+++ EXCERPT
Extracted from sunflower seeds, it is high in polyunsaturated fat and low in saturated fat.

Uses: A good all-round oil for shallow frying. It is not suitable for deep frying because it smokes and burns at very high temperatures.

To store: Store in a cool, dry place away from direct sunlight.

Truffle oil

This combination of olive oil and truffle extract has a wonderful nutty black truffle flavour. It can be used as a substitute for truffles or in conjunction with them to enhance their flavour.

Uses: It is used as a flavouring, and not for cooking. Add to risottos, pasta dishes, salads and salad dressings. To make truffle flavoured butter, melt 75g of butter and stir in 1-2 tsp of oil, stir well and allow cool, before storing in the fridge.

To store: Truffle oil is very delicate and should be stored away from sunlight in a cool place.

Toasted sesame oil

Also referred to as roasted sesame oil. As the name suggests, is extracted from toasted sesame seeds. It has a very strong flavour, a dark colour and is often used in Oriental cookery as a flavouring but it not suitable for cooking.

Uses: Sprinkle a little sesame oil over salads, stir fries and any Oriental-style dishes for a deliciously nutty flavour.
++++++
+++ GIVEN ENTRIES
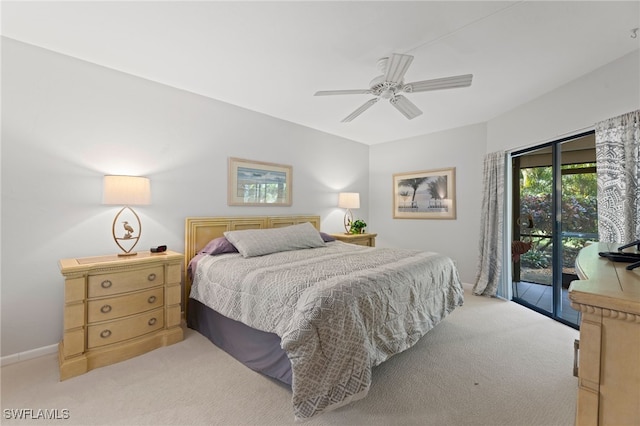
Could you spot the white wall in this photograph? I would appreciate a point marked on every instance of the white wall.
(463, 148)
(66, 123)
(609, 91)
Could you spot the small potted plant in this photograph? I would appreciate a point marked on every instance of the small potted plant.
(358, 226)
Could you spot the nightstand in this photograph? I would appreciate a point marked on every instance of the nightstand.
(116, 308)
(359, 239)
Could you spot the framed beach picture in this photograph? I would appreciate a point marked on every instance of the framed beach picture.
(429, 194)
(256, 183)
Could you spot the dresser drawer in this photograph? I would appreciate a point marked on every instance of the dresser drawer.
(121, 306)
(124, 281)
(127, 328)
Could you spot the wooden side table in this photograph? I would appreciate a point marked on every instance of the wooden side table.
(608, 296)
(359, 239)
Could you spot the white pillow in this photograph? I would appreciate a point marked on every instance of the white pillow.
(258, 242)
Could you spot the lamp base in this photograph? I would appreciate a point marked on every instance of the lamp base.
(348, 220)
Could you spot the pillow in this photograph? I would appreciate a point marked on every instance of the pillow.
(326, 237)
(258, 242)
(218, 246)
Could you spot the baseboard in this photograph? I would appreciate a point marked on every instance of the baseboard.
(33, 353)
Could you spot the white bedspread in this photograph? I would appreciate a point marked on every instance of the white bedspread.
(339, 310)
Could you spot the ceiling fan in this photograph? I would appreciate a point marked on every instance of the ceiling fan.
(391, 84)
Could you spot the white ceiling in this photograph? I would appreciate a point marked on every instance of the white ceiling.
(271, 57)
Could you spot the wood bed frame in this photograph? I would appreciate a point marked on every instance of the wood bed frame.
(200, 230)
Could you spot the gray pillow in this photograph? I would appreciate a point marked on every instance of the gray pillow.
(258, 242)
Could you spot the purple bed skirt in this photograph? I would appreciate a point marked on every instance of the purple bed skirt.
(256, 349)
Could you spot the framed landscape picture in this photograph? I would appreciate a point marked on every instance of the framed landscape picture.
(256, 183)
(429, 194)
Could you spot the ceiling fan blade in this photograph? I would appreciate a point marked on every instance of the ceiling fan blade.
(343, 92)
(438, 83)
(405, 106)
(397, 66)
(360, 110)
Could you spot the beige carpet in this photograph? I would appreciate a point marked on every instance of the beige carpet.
(490, 362)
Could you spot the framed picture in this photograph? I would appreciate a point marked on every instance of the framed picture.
(255, 183)
(429, 194)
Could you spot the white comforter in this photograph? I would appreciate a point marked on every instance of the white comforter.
(339, 310)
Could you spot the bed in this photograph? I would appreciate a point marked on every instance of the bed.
(317, 314)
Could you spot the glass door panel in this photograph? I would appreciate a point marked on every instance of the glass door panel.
(554, 216)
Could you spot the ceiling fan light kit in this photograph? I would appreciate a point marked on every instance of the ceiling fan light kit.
(391, 84)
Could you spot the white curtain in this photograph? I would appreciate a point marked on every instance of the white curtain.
(617, 152)
(491, 226)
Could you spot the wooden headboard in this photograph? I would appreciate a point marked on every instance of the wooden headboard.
(200, 230)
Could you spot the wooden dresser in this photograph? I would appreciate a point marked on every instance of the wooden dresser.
(608, 296)
(116, 308)
(360, 239)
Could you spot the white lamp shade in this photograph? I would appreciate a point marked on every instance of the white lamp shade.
(126, 190)
(349, 200)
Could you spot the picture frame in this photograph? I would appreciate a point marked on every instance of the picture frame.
(258, 183)
(427, 194)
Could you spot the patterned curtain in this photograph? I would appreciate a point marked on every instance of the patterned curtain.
(617, 152)
(491, 226)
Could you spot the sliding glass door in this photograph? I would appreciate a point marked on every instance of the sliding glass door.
(554, 216)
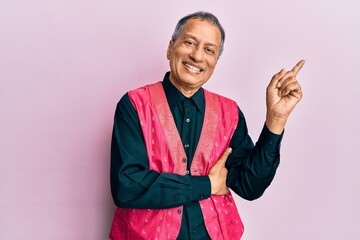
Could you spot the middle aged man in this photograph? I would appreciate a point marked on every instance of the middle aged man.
(171, 159)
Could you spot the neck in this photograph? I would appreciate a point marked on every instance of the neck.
(186, 91)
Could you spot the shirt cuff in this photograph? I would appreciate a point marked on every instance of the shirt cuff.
(201, 187)
(270, 141)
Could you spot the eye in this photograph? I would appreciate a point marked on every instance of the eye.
(190, 43)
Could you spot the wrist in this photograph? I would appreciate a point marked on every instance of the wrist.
(275, 123)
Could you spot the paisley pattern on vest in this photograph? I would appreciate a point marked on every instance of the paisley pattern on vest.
(166, 154)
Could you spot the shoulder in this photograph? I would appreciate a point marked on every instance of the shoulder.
(221, 98)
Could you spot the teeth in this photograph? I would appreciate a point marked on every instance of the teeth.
(193, 68)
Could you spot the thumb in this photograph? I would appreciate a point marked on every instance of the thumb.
(225, 155)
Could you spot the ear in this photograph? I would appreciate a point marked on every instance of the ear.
(168, 53)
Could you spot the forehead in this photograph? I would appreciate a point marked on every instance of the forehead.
(202, 30)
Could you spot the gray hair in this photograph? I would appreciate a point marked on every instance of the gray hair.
(205, 16)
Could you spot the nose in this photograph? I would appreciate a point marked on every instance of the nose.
(197, 54)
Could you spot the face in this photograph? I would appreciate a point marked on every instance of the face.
(194, 54)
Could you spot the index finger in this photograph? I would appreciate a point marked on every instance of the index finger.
(297, 67)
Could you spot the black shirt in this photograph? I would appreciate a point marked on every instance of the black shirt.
(133, 185)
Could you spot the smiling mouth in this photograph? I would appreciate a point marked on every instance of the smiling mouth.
(192, 68)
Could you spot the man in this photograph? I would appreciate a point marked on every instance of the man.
(177, 148)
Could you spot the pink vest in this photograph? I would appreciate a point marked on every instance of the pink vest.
(166, 154)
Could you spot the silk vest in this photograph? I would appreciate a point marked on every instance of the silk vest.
(166, 154)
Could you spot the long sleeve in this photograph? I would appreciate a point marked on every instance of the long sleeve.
(133, 184)
(252, 168)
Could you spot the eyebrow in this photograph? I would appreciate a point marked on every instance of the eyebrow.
(188, 35)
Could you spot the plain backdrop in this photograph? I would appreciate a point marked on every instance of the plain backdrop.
(64, 64)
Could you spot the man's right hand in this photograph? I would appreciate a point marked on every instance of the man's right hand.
(218, 174)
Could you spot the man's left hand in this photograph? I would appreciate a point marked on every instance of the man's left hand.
(282, 95)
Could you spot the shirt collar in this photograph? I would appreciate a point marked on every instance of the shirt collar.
(174, 96)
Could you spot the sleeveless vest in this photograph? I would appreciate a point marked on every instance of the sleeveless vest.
(166, 154)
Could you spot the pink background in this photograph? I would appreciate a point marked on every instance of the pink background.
(65, 64)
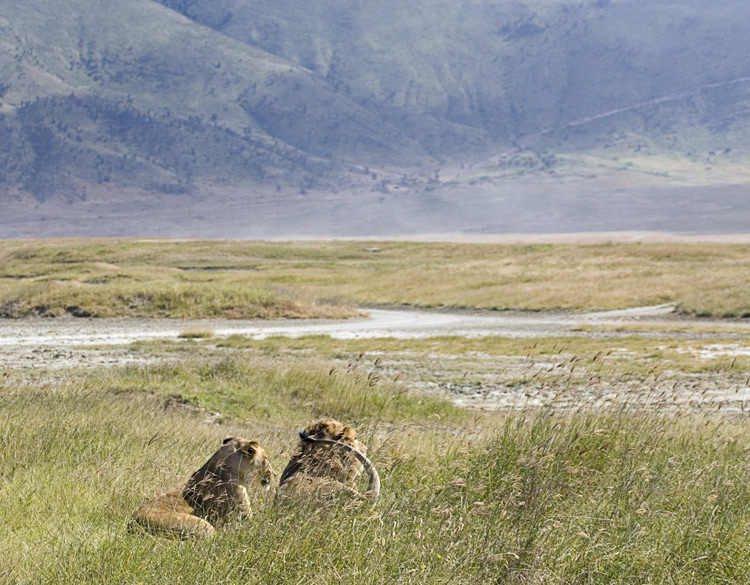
++++++
TASK 1
Answer these questions about the excerpt on cooking oils:
(a) How much butter and how much truffle oil go into truffle-flavored butter?
(b) What other name is given for toasted sesame oil?
(c) Where should truffle oil be stored?
TASK 2
Carry on the guide to cooking oils after its last sentence, keeping the same layout of headings, "Uses:" and "To store:" lines.

RIGHT ANSWER 1
(a) 75g of butter and 1-2 tsp of truffle oil.
(b) Roasted sesame oil.
(c) Away from sunlight in a cool place.

RIGHT ANSWER 2
To store: Store in a cool, dry place away from direct sunlight.

Vegetable oil

A blended oil that can be a combination of sunflower, safflower, groundnut or any other bland vegetable oil. Blended vegetable oil is less expensive than pure oil.

Uses: Blended oil is most often used for shallow or deep frying.

To store: Store in a cool, dry place away from direct sunlight.

Olive oil based spread

Made from around 20% olive oil these vegetarian spreads are a type of margarine. They are high in monounsaturated fats and low in saturated fats making them a healthier option than butter.

Uses: Olive oil spreads can be used for spreading on toast or bread to make sandwiches. They can also be used in baking, for making sauces and for shallow frying.

To store: Keep in the fridge and consume by the use by date.